WHAT IS NEEDED:
Pull every line that holds the word "rock" from the entries.

RECORDS SUPPLIED:
● ● ● ● ●

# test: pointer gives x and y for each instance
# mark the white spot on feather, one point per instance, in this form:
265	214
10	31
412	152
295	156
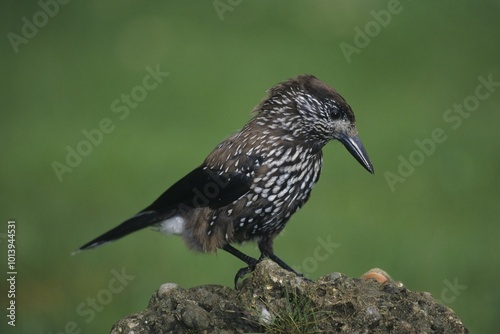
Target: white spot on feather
174	225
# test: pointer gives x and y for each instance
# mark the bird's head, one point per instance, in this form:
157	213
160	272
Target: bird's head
307	109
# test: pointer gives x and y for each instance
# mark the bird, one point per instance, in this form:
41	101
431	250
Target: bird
251	184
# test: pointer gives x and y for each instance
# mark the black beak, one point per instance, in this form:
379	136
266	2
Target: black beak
355	147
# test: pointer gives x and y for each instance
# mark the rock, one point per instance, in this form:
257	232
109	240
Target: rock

● ● ● ● ●

SOLUTION FOR THIS EXERCISE:
# mark the rock, one point per instance, in this form:
Target: rock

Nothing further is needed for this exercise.